* Exercise prompt *
Set down every record exactly as it appears.

* Dataset records *
○ ○ ○ ○ ○
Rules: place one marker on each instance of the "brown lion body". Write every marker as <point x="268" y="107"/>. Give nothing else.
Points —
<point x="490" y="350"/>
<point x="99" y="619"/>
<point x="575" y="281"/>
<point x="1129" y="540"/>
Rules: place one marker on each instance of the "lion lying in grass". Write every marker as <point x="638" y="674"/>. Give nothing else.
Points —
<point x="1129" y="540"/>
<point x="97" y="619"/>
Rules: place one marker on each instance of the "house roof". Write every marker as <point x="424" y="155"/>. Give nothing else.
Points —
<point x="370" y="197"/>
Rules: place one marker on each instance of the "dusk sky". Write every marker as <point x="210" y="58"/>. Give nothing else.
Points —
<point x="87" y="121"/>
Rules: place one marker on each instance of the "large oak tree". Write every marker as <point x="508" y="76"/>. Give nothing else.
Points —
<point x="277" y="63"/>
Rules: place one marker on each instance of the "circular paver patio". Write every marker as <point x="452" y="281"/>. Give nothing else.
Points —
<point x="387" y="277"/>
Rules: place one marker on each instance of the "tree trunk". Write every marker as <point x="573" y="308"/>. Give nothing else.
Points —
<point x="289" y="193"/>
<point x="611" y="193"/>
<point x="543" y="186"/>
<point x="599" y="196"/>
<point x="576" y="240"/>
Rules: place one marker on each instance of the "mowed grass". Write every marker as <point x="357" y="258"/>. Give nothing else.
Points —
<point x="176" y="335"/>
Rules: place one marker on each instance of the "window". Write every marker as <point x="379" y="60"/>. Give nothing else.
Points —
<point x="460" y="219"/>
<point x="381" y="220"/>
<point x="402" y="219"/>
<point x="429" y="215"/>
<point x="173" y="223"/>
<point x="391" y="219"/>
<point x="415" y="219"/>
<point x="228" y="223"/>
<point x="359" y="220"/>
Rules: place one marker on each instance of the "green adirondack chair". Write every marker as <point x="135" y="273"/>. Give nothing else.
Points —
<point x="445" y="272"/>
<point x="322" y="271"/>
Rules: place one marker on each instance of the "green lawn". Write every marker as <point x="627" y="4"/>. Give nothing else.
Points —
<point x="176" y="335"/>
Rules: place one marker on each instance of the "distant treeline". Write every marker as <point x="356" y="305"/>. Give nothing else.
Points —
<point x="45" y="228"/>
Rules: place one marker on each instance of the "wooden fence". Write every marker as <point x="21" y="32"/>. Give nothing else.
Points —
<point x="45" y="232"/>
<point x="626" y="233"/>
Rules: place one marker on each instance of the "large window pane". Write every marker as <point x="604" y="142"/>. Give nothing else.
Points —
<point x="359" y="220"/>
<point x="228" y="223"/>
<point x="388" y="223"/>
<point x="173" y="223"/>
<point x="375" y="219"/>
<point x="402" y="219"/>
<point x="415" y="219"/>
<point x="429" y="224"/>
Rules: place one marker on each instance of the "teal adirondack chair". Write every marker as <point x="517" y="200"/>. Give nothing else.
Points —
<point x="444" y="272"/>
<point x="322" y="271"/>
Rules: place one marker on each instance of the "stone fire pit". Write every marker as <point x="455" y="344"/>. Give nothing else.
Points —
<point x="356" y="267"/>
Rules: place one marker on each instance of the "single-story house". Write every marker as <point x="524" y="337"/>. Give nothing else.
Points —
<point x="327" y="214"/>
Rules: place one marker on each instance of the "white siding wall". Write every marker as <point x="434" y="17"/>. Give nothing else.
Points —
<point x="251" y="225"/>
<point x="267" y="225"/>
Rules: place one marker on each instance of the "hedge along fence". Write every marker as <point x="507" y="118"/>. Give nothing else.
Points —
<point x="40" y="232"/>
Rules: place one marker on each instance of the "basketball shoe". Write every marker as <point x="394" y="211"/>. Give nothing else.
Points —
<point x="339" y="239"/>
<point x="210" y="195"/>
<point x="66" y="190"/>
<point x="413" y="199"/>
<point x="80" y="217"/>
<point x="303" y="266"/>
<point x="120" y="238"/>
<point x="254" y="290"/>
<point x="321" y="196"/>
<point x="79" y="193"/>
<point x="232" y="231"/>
○ ○ ○ ○ ○
* Exercise solution *
Rules: place one marker on each instance of the "brown lion body". Write every marker as <point x="268" y="107"/>. Give nothing else.
Points —
<point x="490" y="350"/>
<point x="99" y="619"/>
<point x="575" y="281"/>
<point x="1129" y="540"/>
Rules: place one marker on each instance of the "lion lying in grass". Write every marker as <point x="638" y="674"/>. Give nothing else.
Points —
<point x="1129" y="540"/>
<point x="97" y="619"/>
Rules: place one marker on each instance of the "house roof". Write every marker as <point x="424" y="155"/>. Give nothing else.
Points —
<point x="370" y="197"/>
Rules: place one marker on each instance of the "dusk sky". Write every marker as <point x="210" y="58"/>. Give nothing else.
Points —
<point x="87" y="121"/>
Rules: place one marker on each instance of the "large oak tree". Write every marker as <point x="508" y="76"/>. Give nothing else.
Points —
<point x="277" y="63"/>
Rules: place one marker on each instance of the "circular paver patio". Write every marker as <point x="452" y="281"/>. Give nothing else.
Points —
<point x="387" y="277"/>
Rules: place one marker on each instance of the "tree trunk". Write every marker as <point x="573" y="308"/>. Give nothing else.
Points —
<point x="289" y="193"/>
<point x="611" y="193"/>
<point x="543" y="186"/>
<point x="599" y="196"/>
<point x="576" y="240"/>
Rules: place one marker on each instance of the "mowed grass". Write every marker as <point x="357" y="258"/>. Give nothing else.
Points —
<point x="176" y="335"/>
Rules: place one marker on each instance of the "window". Write every marker as <point x="379" y="60"/>. Give nothing else.
Points —
<point x="460" y="219"/>
<point x="381" y="220"/>
<point x="402" y="219"/>
<point x="429" y="215"/>
<point x="173" y="223"/>
<point x="391" y="219"/>
<point x="415" y="219"/>
<point x="228" y="223"/>
<point x="359" y="220"/>
Rules: place one marker on each instance of the "green adirondack chair". Write every marker as <point x="135" y="273"/>. Give nothing else.
Points —
<point x="445" y="272"/>
<point x="322" y="271"/>
Rules: place one marker on each instance of the "green lawn". Write every marker as <point x="627" y="4"/>. Give nothing else.
Points —
<point x="176" y="335"/>
Rules: place one marker on each instance of the "distant treeline". Write every marker as <point x="356" y="305"/>. Give nothing else.
Points —
<point x="45" y="228"/>
Rules: place one marker on each instance of the "wooden fence". Write every marker as <point x="21" y="32"/>. Give nothing else.
Points —
<point x="45" y="232"/>
<point x="626" y="233"/>
Rules: place one marker on each instance of the "large window pane". Write every marker as <point x="604" y="142"/>. Give nothing else.
Points —
<point x="359" y="220"/>
<point x="228" y="223"/>
<point x="388" y="223"/>
<point x="173" y="223"/>
<point x="375" y="219"/>
<point x="402" y="219"/>
<point x="415" y="219"/>
<point x="429" y="224"/>
Rules: place one marker on each instance of the "teal adirondack chair". Write every marker as <point x="517" y="200"/>. Give nothing else.
Points —
<point x="444" y="272"/>
<point x="322" y="271"/>
Rules: place one marker on each instance of the "stone fire pit". Write every marker as <point x="455" y="344"/>. Give nothing else.
Points —
<point x="356" y="267"/>
Rules: place one marker on each instance of the "single-story house". Write every marker as <point x="524" y="337"/>. Give nothing else.
Points —
<point x="327" y="214"/>
Rules: place one marker on each instance of the "white siding wall". Write every marker as <point x="434" y="17"/>. Give nothing else.
Points —
<point x="251" y="225"/>
<point x="267" y="225"/>
Rules: place one marker on each instance of the "hedge along fence". Write every marker as <point x="507" y="118"/>. Give nothing else.
Points —
<point x="40" y="232"/>
Rules: place one marker on each instance of the "basketball shoe". Write every marker as <point x="394" y="211"/>. Give nothing else.
Points —
<point x="339" y="239"/>
<point x="210" y="195"/>
<point x="66" y="190"/>
<point x="413" y="199"/>
<point x="80" y="217"/>
<point x="303" y="266"/>
<point x="120" y="238"/>
<point x="254" y="290"/>
<point x="321" y="196"/>
<point x="79" y="193"/>
<point x="232" y="231"/>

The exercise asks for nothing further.